* Your task: Transcribe the text of the records below word for word, omitting the pictures.
-- start Dataset --
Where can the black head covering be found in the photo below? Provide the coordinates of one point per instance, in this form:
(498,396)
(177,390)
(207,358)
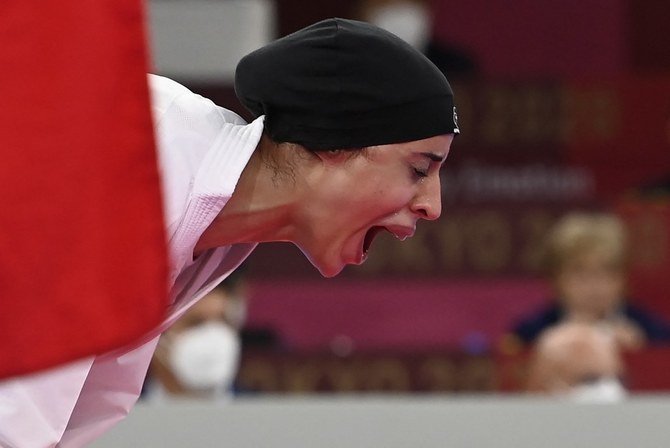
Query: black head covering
-- end Dataset --
* Result of the task:
Where can the black head covering be found in the photo below? Provide the coordinates of one point per instance, in this form:
(498,396)
(177,390)
(207,358)
Query: black head covering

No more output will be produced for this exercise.